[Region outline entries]
____

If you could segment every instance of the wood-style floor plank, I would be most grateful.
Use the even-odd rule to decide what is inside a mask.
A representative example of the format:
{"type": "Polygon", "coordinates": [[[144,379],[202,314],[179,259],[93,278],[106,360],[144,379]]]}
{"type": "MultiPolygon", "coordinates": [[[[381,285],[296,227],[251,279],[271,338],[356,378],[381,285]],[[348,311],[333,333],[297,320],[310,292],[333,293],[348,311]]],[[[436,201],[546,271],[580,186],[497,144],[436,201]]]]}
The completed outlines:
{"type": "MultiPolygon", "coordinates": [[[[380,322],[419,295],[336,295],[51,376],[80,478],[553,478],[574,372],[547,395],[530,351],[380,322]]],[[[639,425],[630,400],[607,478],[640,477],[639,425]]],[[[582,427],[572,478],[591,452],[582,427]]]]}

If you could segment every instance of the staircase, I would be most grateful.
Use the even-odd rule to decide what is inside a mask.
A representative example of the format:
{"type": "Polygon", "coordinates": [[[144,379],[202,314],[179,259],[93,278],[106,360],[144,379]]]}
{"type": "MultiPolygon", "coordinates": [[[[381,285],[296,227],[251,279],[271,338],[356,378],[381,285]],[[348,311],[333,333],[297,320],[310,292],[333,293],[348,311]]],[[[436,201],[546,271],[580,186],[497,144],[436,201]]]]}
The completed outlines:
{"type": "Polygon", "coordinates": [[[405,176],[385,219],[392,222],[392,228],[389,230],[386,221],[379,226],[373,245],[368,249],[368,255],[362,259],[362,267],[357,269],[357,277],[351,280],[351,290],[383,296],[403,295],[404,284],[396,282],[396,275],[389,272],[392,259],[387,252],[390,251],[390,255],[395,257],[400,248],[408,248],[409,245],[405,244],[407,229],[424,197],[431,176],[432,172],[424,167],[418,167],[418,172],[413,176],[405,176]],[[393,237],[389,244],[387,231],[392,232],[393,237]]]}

____

■ **Your instructions**: Identify each line above that contains the word "grateful", and copy those lines.

■ **Response to the exercise**:
If you could segment every instance of the wood-style floor plank, I would be most grateful.
If you could segment every instance of the staircase, I would be most grateful.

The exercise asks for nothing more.